Excerpt to read:
++++++

DETAILED DESCRIPTION OF THE INVENTION
[0049] The following Detailed Description will first present an
overview of an improved technique for automatically changing to a
different transport mode, will then present two implementations of
the improved maximum availability mode, and will finally present
details of how the second implementation is implemented in an
Oracle 10gR2 database system manufactured by Oracle
Corporation.
Overview of the Improved Technique for Automatically Changing to a
Different Transport Mode: FIG. 2
[0050] FIG. 2 is a flowchart of a technique for automatically
changing to a different transport for redo data mode on the basis
of the whether a primary's transaction processing rate would be
constrained by a transport mode. In the preferred embodiment, the
possibly-constraining transport mode is the synchronous transport
mode and there is only one other available transport mode, namely
the asynchronous transport mode. In other embodiments, there may be
other constraining transport modes. The technique of the flowchart
of FIG. 2 will work in any situation where transport modes have
different degrees by which they may potentially constrain a
primary's transaction processing rate.
[0051] At the start 203 of the method, the primary database system
is already using one of the available transport modes to provide
redo to a standby database system. As the primary database system
does so, the primary database system periodically executes loop
221. On each execution the primary database system determines
whether a redo transport mode would at least potentially constrain
the rate at which the primary database system is currently
processing transactions. This redo mode will be termed in the
following the measuring redo transport mode. In a preferred
embodiment, the measuring redo transport mode is a synchronous
transport mode; consequently, whether the measuring redo mode would
constrain the rate at which the primary database system is
currently processing transactions is determined using current
network I/O latency currLAT(x) for the measuring redo transport
mode (205). This is computed for x bytes of redo data as
RTT(x)+IO(x), where RTT is the round trip time to send the x bytes
of redo data from the primary database system to the standby
database system and receive the confirmation for it in the primary
data base system and IO(x) is the time it takes the standby
database system to write the x bytes of redo data to the standby's
redo log.

++++++

Work to be completed:
Write out the passage of the redo transport excerpt starting at "DETAILED DESCRIPTION OF" and ending at "Corporation.".

Data section:
++++++

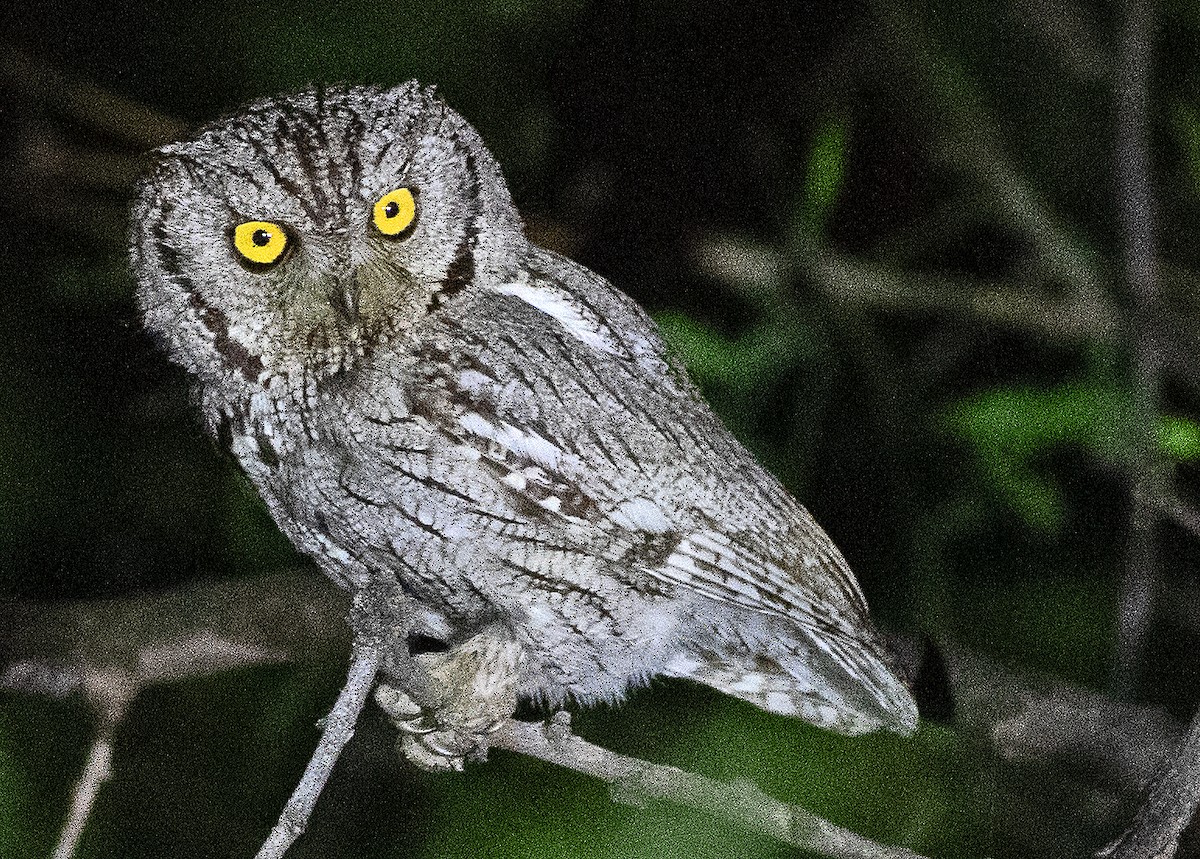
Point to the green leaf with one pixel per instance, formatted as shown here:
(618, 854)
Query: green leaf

++++++

Complete response:
DETAILED DESCRIPTION OF THE INVENTION
[0049] The following Detailed Description will first present an
overview of an improved technique for automatically changing to a
different transport mode, will then present two implementations of
the improved maximum availability mode, and will finally present
details of how the second implementation is implemented in an
Oracle 10gR2 database system manufactured by Oracle
Corporation.